What to do >>
Only the lines from the one with "Query: concrete wall" onward are wanted, through the last line of the entries, set down exactly.
>> Begin Input data
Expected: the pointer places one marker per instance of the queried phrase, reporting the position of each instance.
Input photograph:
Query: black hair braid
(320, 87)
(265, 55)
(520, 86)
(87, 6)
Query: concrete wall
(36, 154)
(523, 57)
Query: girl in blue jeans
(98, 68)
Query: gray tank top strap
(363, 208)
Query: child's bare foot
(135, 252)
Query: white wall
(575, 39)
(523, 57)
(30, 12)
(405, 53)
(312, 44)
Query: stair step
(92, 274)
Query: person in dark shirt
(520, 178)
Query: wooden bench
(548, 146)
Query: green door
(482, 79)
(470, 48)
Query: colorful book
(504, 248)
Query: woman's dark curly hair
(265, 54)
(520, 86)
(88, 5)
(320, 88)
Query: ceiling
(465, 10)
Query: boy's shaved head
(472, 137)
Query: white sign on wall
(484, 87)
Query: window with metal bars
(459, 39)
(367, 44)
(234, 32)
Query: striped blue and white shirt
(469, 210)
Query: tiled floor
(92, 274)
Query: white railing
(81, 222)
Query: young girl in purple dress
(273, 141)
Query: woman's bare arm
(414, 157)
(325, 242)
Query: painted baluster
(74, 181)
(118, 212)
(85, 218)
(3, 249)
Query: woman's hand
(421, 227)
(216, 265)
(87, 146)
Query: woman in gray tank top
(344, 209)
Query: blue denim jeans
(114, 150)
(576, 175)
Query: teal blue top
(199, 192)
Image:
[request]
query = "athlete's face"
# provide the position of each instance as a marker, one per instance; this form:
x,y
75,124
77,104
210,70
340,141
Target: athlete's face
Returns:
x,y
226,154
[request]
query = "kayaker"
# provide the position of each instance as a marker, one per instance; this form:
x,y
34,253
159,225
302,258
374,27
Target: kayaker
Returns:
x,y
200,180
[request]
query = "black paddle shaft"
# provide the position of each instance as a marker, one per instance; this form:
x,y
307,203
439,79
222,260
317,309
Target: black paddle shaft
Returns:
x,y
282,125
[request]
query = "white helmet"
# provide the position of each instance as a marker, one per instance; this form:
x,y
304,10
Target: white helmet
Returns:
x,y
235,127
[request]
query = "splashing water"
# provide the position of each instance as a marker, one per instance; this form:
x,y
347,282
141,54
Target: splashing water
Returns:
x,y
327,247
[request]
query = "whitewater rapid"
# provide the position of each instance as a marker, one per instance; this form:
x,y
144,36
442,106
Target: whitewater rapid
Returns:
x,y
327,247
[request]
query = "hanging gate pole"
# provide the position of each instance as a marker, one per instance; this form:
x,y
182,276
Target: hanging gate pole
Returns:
>> End Input data
Task output >>
Query: concrete wall
(36, 154)
(523, 57)
Query: girl in blue jeans
(98, 68)
Query: gray tank top strap
(363, 208)
Query: child's bare foot
(135, 252)
Query: white wall
(575, 39)
(523, 57)
(30, 12)
(405, 53)
(312, 44)
Query: stair step
(92, 274)
Query: person in dark shirt
(520, 178)
Query: wooden bench
(548, 146)
Query: green door
(482, 79)
(470, 48)
Query: colorful book
(504, 248)
Query: woman's dark curly hair
(265, 54)
(520, 86)
(88, 5)
(320, 88)
Query: ceiling
(465, 10)
Query: boy's shaved head
(472, 137)
Query: white sign on wall
(484, 87)
Query: window with metal bars
(459, 39)
(367, 44)
(234, 32)
Query: striped blue and white shirt
(469, 210)
Query: tiled floor
(92, 274)
Query: white railing
(81, 222)
Query: young girl in purple dress
(273, 141)
Query: woman's bare arm
(414, 157)
(325, 242)
Query: painted baluster
(74, 181)
(118, 212)
(85, 218)
(3, 249)
Query: woman's hand
(421, 227)
(216, 265)
(87, 146)
Query: woman in gray tank top
(344, 209)
Query: blue denim jeans
(114, 150)
(576, 175)
Query: teal blue top
(199, 192)
Image:
[request]
query = "athlete's face"
# provide the position of each instance as a marker, one per instance; this form:
x,y
75,124
77,104
210,70
340,141
Target: athlete's face
Returns:
x,y
226,154
[request]
query = "kayaker"
# provide the position of each instance as a marker, one per instance; this form:
x,y
34,253
159,225
302,258
374,27
Target: kayaker
Returns:
x,y
200,180
[request]
query = "black paddle shaft"
# provide the position of each instance as a marker, one per instance; this form:
x,y
307,203
439,79
222,260
317,309
Target: black paddle shaft
Returns:
x,y
282,125
[request]
query = "white helmet"
# provide the position of each instance as a marker, one per instance; this form:
x,y
304,10
Target: white helmet
Returns:
x,y
235,127
[request]
query = "splashing water"
# provide the position of each instance as a marker, one per instance; this form:
x,y
347,282
141,54
Target: splashing water
Returns:
x,y
327,247
[request]
query = "whitewater rapid"
# provide the position of each instance as a marker, one per instance; this form:
x,y
144,36
442,106
Target: whitewater rapid
Returns:
x,y
327,247
[request]
query = "hanging gate pole"
# provide the position of each instance as a marker, one per instance; this form:
x,y
182,276
Target: hanging gate pole
Returns:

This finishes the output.